## TEXT SHOWN

------------------------------

What exactly would it take for me to understand it?

I have read this. It was an experience.

would you recommend reading this before or after the D&G books

i haven't gotten to it yet, i've read other deleuze

i think a lot of people recommend reading deleuze's book on nietzsche first

the d&g books require a pretty solid understanding of a lot of things that would probably make better start points for that though

>the d&g books require a pretty solid understanding of a lot of things

yeah i've been basing my ongoing reading list these past few months on a lot of what i saw while flipping through the bibliography of anti-oedipus— artaud, daniel paul schreber, bergson, proust etc. i've also read a number of deleuze's monographs (on Proust, Foucault, Bacon, Spinoza). i'll check out the Nietzsche book once i've read a bit more N.

and not like you need to read capital or anything (i don't know why anyone would read all of capital anymore) but an understanding of marx is important. and freud/lacan though i sort of faked it through the lacan.

i plan on reading an abridged capital. i've read some freud (namely civilization and its discontents) and plan on getting to interpretation of dreams. as far as lacan goes, should i just dive straight into ecrits?

i'm still working my way through the rationalists

Deleuze basically is a rationalist.

------------------------------

## RECORD LIST
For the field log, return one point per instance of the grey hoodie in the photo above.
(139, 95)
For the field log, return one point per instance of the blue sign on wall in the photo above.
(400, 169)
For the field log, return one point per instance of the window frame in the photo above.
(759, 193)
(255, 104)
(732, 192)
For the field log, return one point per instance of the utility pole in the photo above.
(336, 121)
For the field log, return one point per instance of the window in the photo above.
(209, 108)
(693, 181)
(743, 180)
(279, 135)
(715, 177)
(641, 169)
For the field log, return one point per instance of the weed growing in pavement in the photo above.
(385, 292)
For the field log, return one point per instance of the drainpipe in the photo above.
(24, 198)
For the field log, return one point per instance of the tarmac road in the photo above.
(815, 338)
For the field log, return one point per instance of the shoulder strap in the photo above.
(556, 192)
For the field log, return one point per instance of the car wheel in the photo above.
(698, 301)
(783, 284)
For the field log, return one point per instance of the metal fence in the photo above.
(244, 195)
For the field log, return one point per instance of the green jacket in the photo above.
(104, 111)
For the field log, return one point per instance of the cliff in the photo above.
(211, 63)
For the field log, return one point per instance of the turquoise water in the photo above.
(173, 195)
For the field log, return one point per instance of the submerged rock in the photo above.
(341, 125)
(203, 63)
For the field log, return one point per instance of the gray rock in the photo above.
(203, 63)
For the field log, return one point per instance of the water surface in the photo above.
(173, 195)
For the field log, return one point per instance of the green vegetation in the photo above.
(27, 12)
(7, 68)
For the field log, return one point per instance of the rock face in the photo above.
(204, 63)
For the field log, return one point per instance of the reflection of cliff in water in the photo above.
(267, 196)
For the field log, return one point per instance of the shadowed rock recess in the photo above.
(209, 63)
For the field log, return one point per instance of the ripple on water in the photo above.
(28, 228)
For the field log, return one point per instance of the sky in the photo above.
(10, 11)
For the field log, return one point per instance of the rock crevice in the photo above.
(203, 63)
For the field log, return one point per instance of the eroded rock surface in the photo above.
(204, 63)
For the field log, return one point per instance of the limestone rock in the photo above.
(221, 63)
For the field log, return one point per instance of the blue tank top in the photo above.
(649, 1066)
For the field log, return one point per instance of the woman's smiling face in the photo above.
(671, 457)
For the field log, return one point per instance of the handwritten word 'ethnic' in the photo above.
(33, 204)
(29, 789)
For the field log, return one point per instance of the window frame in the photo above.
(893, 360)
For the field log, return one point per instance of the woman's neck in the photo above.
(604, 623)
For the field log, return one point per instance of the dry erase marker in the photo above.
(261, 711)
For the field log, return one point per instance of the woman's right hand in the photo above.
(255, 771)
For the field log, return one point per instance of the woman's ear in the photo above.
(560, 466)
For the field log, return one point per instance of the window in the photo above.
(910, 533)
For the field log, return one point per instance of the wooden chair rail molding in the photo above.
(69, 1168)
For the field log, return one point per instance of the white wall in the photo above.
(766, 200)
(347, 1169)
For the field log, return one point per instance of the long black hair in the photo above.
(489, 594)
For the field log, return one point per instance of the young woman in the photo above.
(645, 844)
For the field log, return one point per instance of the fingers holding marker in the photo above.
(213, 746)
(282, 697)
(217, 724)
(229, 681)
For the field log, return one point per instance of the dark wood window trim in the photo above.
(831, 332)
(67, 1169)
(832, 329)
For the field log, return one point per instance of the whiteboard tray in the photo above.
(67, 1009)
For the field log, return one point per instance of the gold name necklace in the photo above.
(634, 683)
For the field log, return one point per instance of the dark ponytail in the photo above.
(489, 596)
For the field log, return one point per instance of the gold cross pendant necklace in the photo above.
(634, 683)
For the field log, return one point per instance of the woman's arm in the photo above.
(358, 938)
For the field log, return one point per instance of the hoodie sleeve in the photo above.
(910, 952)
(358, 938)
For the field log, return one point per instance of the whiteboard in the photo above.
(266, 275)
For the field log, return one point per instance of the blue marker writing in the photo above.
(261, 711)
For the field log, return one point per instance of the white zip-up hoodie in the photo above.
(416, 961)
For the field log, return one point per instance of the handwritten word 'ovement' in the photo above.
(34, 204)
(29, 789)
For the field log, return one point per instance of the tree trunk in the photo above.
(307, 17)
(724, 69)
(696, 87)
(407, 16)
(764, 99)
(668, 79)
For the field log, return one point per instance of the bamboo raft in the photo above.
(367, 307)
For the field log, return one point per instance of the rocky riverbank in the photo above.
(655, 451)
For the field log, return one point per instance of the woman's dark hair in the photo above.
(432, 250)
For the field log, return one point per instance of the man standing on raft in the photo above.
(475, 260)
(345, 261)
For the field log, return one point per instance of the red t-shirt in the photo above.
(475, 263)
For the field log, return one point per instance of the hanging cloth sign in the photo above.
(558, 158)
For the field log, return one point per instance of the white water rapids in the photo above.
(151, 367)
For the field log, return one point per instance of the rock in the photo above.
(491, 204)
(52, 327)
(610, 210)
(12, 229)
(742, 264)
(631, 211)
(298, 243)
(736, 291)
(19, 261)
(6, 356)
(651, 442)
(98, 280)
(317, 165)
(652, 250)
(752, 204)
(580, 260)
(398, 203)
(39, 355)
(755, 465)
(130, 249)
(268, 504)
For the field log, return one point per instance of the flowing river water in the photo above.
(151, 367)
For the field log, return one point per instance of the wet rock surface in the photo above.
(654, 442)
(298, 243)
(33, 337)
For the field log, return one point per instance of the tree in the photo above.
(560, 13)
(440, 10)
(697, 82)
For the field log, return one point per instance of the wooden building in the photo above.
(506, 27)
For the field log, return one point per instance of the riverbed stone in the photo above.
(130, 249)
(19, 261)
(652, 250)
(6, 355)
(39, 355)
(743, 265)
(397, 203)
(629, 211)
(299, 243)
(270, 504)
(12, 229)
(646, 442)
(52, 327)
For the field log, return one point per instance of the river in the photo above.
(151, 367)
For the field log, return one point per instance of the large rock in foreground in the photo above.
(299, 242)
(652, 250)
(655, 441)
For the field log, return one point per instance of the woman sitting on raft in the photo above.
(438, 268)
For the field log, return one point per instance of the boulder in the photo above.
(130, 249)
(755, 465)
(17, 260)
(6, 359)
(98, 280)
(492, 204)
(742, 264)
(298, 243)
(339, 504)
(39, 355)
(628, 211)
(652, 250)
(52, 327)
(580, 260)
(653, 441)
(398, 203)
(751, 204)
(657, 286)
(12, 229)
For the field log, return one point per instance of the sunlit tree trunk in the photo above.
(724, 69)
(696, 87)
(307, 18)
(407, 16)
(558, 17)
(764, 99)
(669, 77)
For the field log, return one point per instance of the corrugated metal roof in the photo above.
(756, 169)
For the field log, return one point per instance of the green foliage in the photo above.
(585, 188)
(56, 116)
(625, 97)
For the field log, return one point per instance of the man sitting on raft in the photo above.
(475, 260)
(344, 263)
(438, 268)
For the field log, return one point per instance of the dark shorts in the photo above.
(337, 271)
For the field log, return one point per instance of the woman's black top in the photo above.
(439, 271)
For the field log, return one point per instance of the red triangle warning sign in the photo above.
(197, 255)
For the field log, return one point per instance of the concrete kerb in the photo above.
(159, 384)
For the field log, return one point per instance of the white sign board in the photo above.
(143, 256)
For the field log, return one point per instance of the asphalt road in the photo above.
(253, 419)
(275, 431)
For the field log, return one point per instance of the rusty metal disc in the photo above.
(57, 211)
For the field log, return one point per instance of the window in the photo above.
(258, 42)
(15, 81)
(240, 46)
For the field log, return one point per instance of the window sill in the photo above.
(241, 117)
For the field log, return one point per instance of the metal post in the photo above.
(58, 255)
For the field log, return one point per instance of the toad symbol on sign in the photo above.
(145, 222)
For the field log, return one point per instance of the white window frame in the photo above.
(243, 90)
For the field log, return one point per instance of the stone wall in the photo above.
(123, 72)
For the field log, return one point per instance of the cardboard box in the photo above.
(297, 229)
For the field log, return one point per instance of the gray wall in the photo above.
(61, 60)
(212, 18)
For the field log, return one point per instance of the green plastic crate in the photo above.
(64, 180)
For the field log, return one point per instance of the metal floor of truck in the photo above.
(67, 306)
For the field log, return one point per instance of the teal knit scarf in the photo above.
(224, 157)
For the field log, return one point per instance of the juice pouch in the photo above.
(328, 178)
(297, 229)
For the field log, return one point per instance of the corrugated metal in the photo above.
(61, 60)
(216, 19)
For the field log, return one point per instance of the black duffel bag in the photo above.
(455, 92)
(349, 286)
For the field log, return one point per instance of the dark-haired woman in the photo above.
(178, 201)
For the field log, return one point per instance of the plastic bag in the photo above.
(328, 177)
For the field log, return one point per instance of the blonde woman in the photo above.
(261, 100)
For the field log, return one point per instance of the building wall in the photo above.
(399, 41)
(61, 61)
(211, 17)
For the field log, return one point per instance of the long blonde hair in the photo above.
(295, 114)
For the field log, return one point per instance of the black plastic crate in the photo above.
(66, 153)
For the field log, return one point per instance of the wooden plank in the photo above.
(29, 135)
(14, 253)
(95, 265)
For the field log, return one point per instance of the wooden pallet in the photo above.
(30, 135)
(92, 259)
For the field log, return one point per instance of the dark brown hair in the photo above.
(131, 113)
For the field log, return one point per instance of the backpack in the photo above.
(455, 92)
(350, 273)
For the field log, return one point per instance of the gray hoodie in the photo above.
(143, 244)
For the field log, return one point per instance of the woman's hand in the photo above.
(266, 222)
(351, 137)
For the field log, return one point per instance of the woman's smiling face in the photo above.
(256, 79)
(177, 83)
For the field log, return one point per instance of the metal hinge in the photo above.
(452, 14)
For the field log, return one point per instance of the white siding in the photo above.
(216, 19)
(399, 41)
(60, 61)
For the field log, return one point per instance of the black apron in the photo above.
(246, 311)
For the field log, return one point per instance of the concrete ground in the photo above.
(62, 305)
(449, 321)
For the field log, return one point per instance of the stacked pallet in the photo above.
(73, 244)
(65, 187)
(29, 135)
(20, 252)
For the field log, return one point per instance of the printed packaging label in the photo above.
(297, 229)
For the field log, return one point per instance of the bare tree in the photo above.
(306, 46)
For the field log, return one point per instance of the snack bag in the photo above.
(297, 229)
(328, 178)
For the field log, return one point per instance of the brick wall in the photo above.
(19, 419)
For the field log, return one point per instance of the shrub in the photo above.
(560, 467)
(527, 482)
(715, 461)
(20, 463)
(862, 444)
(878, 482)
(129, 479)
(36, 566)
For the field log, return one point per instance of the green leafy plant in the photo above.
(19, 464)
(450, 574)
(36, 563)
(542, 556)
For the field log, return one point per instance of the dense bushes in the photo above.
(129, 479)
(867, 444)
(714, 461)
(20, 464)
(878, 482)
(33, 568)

------------------------------

## EXERCISE DETAILS
Reproduce the passage of the Deleuze reading thread that begins at the words "yeah i've been" and stops after "bit more N.".

## SOLUTION TO THIS TASK
yeah i've been basing my ongoing reading list these past few months on a lot of what i saw while flipping through the bibliography of anti-oedipus— artaud, daniel paul schreber, bergson, proust etc. i've also read a number of deleuze's monographs (on Proust, Foucault, Bacon, Spinoza). i'll check out the Nietzsche book once i've read a bit more N.